Records from a dataset:
———

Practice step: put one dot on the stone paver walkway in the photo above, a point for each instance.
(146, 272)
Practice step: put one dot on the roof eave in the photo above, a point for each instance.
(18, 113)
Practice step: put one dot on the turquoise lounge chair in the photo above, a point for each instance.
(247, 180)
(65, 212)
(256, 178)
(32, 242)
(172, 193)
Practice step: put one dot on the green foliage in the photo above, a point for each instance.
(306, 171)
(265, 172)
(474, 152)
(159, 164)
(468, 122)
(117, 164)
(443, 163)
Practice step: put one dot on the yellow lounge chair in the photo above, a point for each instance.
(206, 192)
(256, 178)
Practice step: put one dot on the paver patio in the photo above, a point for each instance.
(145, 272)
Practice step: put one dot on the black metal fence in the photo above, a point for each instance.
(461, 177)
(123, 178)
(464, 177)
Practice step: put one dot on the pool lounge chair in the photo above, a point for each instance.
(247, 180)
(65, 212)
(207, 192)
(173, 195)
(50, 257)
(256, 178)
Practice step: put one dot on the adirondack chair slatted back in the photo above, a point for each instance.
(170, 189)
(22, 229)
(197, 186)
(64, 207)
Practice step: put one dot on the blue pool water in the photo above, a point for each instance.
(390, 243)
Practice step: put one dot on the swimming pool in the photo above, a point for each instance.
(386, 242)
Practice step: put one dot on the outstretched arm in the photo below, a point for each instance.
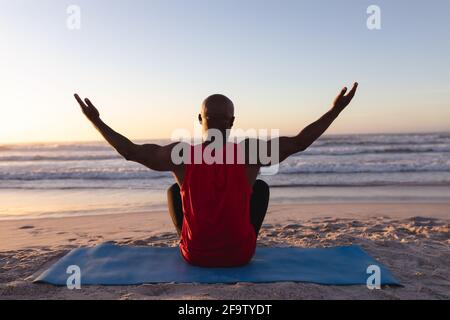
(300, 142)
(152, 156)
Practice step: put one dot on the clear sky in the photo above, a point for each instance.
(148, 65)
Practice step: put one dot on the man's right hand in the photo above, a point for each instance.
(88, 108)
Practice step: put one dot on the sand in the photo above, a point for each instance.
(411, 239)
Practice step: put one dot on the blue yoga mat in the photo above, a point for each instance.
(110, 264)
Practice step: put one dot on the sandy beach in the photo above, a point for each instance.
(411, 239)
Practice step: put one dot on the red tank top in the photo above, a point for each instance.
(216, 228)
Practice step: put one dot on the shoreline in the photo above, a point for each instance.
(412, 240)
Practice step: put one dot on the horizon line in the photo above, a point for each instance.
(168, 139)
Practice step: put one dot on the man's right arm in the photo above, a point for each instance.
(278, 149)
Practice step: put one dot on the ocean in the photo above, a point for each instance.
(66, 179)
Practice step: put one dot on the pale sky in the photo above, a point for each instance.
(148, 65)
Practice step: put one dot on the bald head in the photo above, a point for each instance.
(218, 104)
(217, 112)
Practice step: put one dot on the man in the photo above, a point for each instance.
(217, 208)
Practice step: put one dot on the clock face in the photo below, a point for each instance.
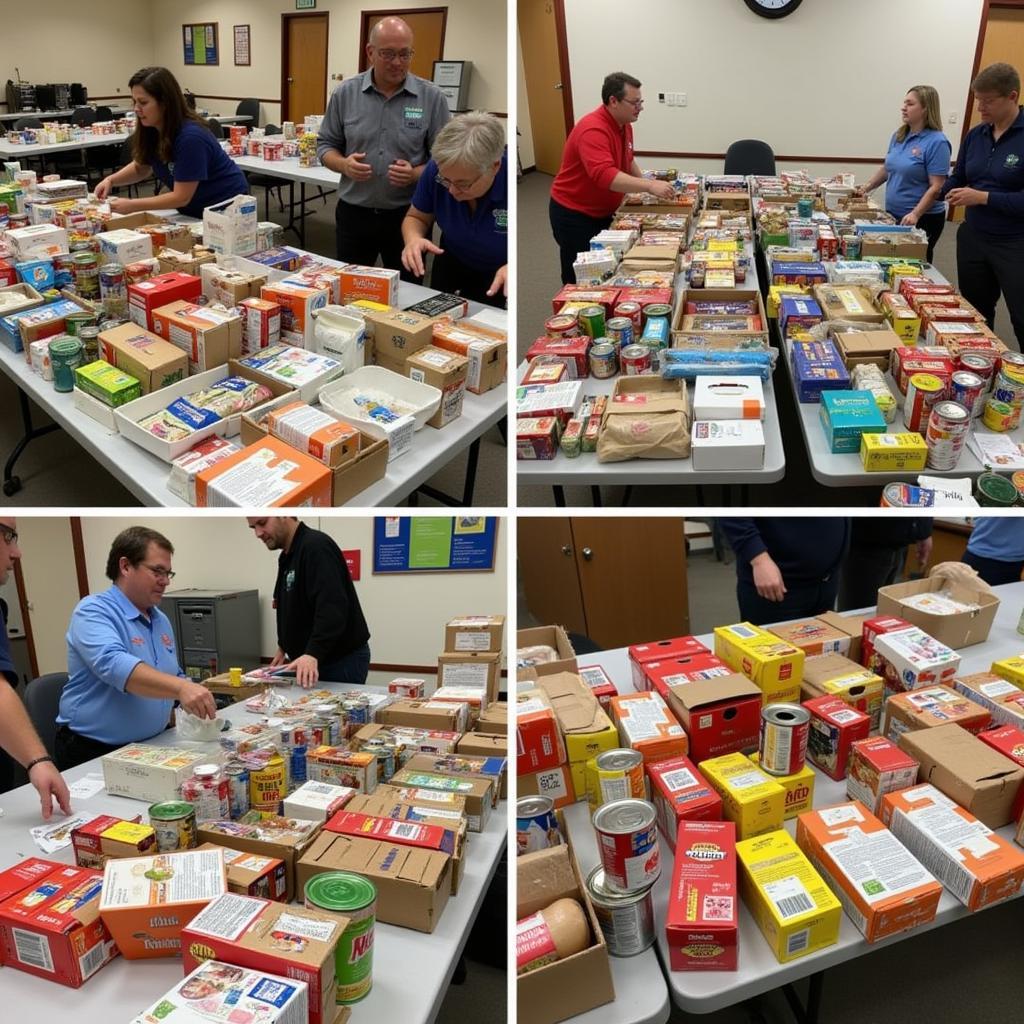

———

**WORK TO COMPLETE**
The data must be printed exactly, image-free.

**TASK ANSWER**
Practice step: put one dot on the stone paver walkway in the photo above, a point for each instance.
(146, 272)
Practice step: put one dot on the roof eave in the photo above, a point for each instance.
(18, 113)
Practice step: put one dot on the turquoise lounge chair in the photo above, a point for each instance.
(247, 180)
(65, 212)
(256, 178)
(32, 242)
(172, 193)
Practice step: put one dot on the green foliage in the photo above, a point for each instance.
(306, 171)
(265, 172)
(474, 152)
(159, 164)
(468, 122)
(117, 164)
(443, 163)
Practice step: put one dot on the yellow lounge chair in the photo above, a point for each instance.
(206, 192)
(256, 178)
Practice step: put one dot on the paver patio in the photo above, a point for each instance.
(145, 272)
Practice step: put one dot on the black metal fence in the photo above, a point for each instance.
(461, 177)
(123, 178)
(464, 177)
Practice step: put one dot on the pool lounge chair in the photo above, a point for each instance.
(247, 180)
(65, 212)
(207, 192)
(173, 195)
(50, 257)
(256, 178)
Practice step: put one dot on the adirondack chair slatted back in the photo above, a point for each instance.
(170, 189)
(22, 229)
(197, 186)
(64, 207)
Practice step: put one dot on the blue pool water in the photo above, a point for each instance.
(390, 243)
Practice step: put one dot on the swimming pool in the photo above, a point for each instance.
(386, 242)
Practice step: put one dot on the outstretched arm in the photo below, a point for each instance.
(300, 142)
(152, 156)
Practice step: put one dot on the clear sky in the photo above, a point for each instance.
(148, 65)
Practice step: put one dot on the man's right hand in the photo above, a point for each instance.
(88, 108)
Practice step: put one dot on the sand in the photo above, a point for each instance.
(411, 239)
Practice step: put one dot on the blue yoga mat in the photo above, a point for each instance.
(110, 264)
Practice step: put one dot on the sandy beach in the photo above, a point for each instance.
(411, 239)
Practice step: put one dot on the red tank top in the photo above, a point for each instance.
(216, 228)
Practice step: put one dot on the shoreline in the photo above, a point for each instance.
(412, 240)
Practice step: put one dot on the horizon line in the photo above, a point for each instance.
(168, 139)
Practice step: put one dot on the man's right arm in the photo above, a point for each instance.
(278, 149)
Practice step: put one dot on the ocean in the photo above, a point for each instance.
(66, 179)
Practice step: put one dot on the pale sky in the photo above, a point for each instance.
(148, 65)
Practice step: put one dot on the bald head in the photo above, a point for each instance.
(218, 104)
(217, 112)
Practice step: put one dot on the man in the photo above, a point for each instance.
(217, 208)
Practice step: put one dot on the clock face in the photo below, a point for each instance.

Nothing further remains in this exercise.